Pull every line of the listing below and copy each one out without any change.
***
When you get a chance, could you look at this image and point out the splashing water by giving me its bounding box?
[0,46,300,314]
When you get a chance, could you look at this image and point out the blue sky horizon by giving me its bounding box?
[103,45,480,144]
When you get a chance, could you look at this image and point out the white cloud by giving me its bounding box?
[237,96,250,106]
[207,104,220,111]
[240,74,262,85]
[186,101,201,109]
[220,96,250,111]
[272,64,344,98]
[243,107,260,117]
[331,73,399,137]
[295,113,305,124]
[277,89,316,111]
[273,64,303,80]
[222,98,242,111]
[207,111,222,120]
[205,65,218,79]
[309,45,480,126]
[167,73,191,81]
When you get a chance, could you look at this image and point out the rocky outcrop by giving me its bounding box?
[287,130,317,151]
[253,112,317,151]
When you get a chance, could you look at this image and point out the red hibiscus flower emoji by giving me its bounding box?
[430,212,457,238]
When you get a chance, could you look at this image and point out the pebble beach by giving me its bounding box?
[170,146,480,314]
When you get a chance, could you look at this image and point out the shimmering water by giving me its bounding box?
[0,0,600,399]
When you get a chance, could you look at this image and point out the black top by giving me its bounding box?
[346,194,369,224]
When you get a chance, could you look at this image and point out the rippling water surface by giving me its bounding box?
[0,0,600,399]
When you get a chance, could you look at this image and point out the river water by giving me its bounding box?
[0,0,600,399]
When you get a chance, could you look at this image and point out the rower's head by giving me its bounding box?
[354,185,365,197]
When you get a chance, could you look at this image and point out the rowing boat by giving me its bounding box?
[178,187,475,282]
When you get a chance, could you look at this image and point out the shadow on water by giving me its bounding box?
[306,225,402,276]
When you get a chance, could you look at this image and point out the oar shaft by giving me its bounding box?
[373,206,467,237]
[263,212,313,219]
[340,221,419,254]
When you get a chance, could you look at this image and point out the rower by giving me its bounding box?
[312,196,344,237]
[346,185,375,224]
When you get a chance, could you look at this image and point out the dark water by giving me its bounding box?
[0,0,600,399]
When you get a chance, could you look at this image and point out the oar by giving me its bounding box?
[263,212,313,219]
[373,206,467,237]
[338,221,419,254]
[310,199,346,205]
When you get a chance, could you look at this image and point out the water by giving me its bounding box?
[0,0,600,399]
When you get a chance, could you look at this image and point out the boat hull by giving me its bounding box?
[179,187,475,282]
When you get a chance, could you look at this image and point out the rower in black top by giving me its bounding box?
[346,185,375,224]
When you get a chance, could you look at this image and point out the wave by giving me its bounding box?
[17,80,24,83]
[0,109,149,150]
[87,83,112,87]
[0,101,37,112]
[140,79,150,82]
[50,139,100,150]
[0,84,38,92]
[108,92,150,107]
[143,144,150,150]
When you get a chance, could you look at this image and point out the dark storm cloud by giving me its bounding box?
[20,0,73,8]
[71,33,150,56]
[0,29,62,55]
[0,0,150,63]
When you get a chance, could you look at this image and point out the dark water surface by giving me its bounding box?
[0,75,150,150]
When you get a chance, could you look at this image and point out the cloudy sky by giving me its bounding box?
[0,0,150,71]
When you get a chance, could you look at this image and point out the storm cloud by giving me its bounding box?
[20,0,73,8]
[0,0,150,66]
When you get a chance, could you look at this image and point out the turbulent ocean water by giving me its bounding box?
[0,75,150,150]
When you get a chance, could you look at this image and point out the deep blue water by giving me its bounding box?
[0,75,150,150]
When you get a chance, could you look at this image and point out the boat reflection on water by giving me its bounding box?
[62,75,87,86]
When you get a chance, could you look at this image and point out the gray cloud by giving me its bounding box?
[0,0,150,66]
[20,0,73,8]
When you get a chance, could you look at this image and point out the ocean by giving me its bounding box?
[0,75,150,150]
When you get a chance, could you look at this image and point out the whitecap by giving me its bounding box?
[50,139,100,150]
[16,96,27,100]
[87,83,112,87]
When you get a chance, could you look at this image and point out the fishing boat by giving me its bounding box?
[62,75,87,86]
***
**Correct result:**
When you get a chance, could you look at this image and point out the splashing water by giving me its bounding box?
[0,46,300,314]
When you get a chance, could you look at this image and point out the blue sky horizon by giving me its bounding box?
[103,45,480,144]
When you get a chance, could you look at this image and point out the white cloud by giving me its bounding box?
[237,96,250,106]
[207,104,220,111]
[240,74,262,85]
[186,101,201,109]
[220,96,250,111]
[272,64,344,98]
[243,107,260,117]
[331,73,399,137]
[295,113,305,124]
[277,89,316,111]
[273,64,303,80]
[222,98,242,111]
[207,111,222,120]
[205,65,218,79]
[309,45,480,126]
[167,73,191,81]
When you get a chance, could you look at this image and point out the rocky outcrop by giving me its bounding box?
[287,130,317,151]
[253,112,317,151]
When you get a chance, could you look at this image and point out the red hibiscus flower emoji by giving me its bounding box?
[430,212,457,238]
When you get a chance, could you look at this image and point out the pebble beach by giving me its bounding box?
[170,146,480,314]
When you get a chance, could you look at this image and point out the shimmering water by giving me its bounding box?
[0,0,600,399]
When you get a chance, could you look at this image and point out the black top by giving me its bounding box?
[346,194,369,224]
When you get a chance, could you look at this image and point out the rippling water surface by giving me its bounding box?
[0,0,600,399]
When you get a chance, could you look at this image and point out the river water by giving me its bounding box?
[0,0,600,399]
When you get a chance, could you look at this image and point out the rower's head by giving me its bounding box?
[354,185,365,197]
When you get a chance, could you look at this image and point out the rowing boat by giving me its bounding box?
[178,187,475,282]
When you get a chance, could you look at this image and point out the shadow on water by giving me its bounding box?
[306,225,402,276]
When you get a chance, could you look at this image and point out the oar shaft by giving me its bounding box?
[373,206,467,237]
[263,212,313,219]
[340,221,419,254]
When you get a chance, could you look at this image and point out the rower by giving me its bounding box?
[312,196,344,237]
[346,185,375,224]
When you get a chance, could you look at this image and point out the dark water by giving me its bounding box?
[0,0,600,399]
When you get a chance, could you look at this image and point out the oar by giving me its bounding box?
[263,212,313,219]
[373,206,467,237]
[338,221,419,254]
[310,199,346,205]
When you get a chance, could you look at this image and point out the water by giving me its bounding box?
[0,0,600,399]
When you get a chance, could you look at this image and point out the boat hull by giving me its bounding box?
[179,187,475,282]
When you get a chance, could you look at this image and point out the rower in black top by giving me its bounding box?
[346,185,375,224]
When you get a chance, could you look at this image and point out the wave by giving me its bounding box?
[17,80,24,83]
[0,109,149,150]
[87,83,112,87]
[0,101,37,112]
[140,79,150,82]
[50,139,100,150]
[0,84,38,92]
[108,92,150,107]
[143,144,150,150]
When you get a chance, could you look at this image and point out the dark storm cloud by giving me its bounding box?
[20,0,73,8]
[71,33,150,56]
[0,29,62,55]
[0,0,150,63]
When you get a chance, could you look at this image and point out the dark water surface by giving me its bounding box?
[0,75,150,150]
When you get a chance, could you look at this image and point out the cloudy sky by giving me its bounding box?
[0,0,150,71]
When you get a chance, could you look at this image and point out the storm cloud by giving me its bounding box?
[20,0,73,8]
[0,0,150,66]
When you get a chance, could you look at this image and point out the turbulent ocean water by giving me its bounding box?
[0,75,150,150]
When you get a chance, could you look at this image and point out the deep blue water by giving me its bounding box?
[0,75,150,150]
When you get a chance, could you look at this image and point out the boat reflection on water by giving me its bounding box?
[62,75,87,86]
When you get a chance, could you look at this image and point out the gray cloud by giving me its bounding box?
[0,0,150,66]
[20,0,73,8]
When you get a chance, could you look at this image and point out the ocean by giving me its bounding box?
[0,75,150,150]
When you get a chance, could you look at this image and point out the whitecap by giving me its bounding box?
[50,139,100,150]
[16,96,27,100]
[87,83,112,87]
When you get a chance, could you look at this image and point out the fishing boat by giving me its bounding box?
[62,75,87,86]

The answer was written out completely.